The entries below should be transcribed in their entirety, exactly as written.

#### Given data ####

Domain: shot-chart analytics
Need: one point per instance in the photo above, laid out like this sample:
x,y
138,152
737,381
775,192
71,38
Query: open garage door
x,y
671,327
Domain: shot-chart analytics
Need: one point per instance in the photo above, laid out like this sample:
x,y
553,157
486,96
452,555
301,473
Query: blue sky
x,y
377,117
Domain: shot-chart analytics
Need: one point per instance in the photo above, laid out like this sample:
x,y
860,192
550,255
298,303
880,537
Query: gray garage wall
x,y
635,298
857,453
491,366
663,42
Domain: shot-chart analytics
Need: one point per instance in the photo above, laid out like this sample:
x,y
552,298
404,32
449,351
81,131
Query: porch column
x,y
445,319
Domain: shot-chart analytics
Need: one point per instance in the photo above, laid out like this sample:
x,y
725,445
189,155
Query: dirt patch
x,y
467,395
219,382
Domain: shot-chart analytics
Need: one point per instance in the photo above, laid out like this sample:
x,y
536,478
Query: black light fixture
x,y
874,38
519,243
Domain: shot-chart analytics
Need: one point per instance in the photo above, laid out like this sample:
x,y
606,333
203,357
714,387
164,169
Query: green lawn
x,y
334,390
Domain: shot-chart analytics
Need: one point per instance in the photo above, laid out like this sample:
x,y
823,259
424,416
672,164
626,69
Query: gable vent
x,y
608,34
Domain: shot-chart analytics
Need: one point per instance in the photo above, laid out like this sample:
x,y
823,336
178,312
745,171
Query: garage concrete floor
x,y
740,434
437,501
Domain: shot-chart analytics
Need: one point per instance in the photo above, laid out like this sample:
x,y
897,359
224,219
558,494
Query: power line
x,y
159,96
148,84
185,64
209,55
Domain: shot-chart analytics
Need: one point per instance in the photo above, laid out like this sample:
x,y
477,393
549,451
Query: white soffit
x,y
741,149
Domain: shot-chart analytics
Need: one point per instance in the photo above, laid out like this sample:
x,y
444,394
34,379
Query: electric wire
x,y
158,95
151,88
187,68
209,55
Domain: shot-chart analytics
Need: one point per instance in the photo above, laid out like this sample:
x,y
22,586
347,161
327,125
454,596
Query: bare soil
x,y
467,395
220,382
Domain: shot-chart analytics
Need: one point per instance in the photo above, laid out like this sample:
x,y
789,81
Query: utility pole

####

**Response:**
Domain: shot-chart analytics
Need: one point per instance in the photo above, laid out like this sample:
x,y
138,152
737,381
775,192
71,38
Query: open garage door
x,y
671,327
Domain: shot-chart analytics
Need: one point per instance in the photo above, laid out like this sample:
x,y
553,157
486,96
452,555
301,473
Query: blue sky
x,y
377,117
Domain: shot-chart analytics
Need: one point per instance in the photo above, laid out like this sample:
x,y
860,192
550,255
298,303
880,537
Query: gray garage wall
x,y
635,298
857,453
491,366
663,42
Domain: shot-chart analytics
Need: one point per instance in the photo above, laid out like this sample:
x,y
552,298
404,32
449,351
81,131
Query: porch column
x,y
445,319
Domain: shot-chart analytics
Need: one point per instance in the photo above, laid out like this sample:
x,y
725,445
189,155
Query: dirt patch
x,y
467,395
219,382
Domain: shot-chart analytics
Need: one point per instance in the photo above, laid out like this sample:
x,y
536,478
Query: black light fixture
x,y
874,38
519,243
Domain: shot-chart analytics
Need: one point per instance in the photo above, laid out like this sample:
x,y
606,333
203,357
714,387
164,169
Query: green lawn
x,y
334,390
Domain: shot-chart analytics
Need: one point per instance in the photo above, laid out like this sample:
x,y
823,259
424,416
672,164
626,69
Query: gable vent
x,y
608,34
Domain: shot-chart analytics
Need: one point per instance in the photo above, laid out like this sample:
x,y
823,336
178,312
745,171
Query: garage concrete floor
x,y
740,434
437,501
Domain: shot-chart analytics
Need: one point per instance in the photo above, laid out like this sample:
x,y
897,359
224,219
558,494
Query: power line
x,y
159,96
148,84
185,64
209,55
Domain: shot-chart analytics
Need: one point per instance in the photo above, laid out like this sample:
x,y
477,393
549,451
Query: white soffit
x,y
741,149
Domain: shot-chart analytics
Need: one point per instance in the photo above, laid out like this sample:
x,y
444,394
34,379
Query: electric wire
x,y
158,95
151,88
187,68
209,55
Domain: shot-chart analytics
Need: one point per instance in the photo above, laid out like this sample:
x,y
22,586
347,161
327,125
454,596
Query: bare soil
x,y
467,395
220,382
Domain: shot-chart analytics
Need: one point per instance in the photo above, laid out like this sample:
x,y
789,81
Query: utility pole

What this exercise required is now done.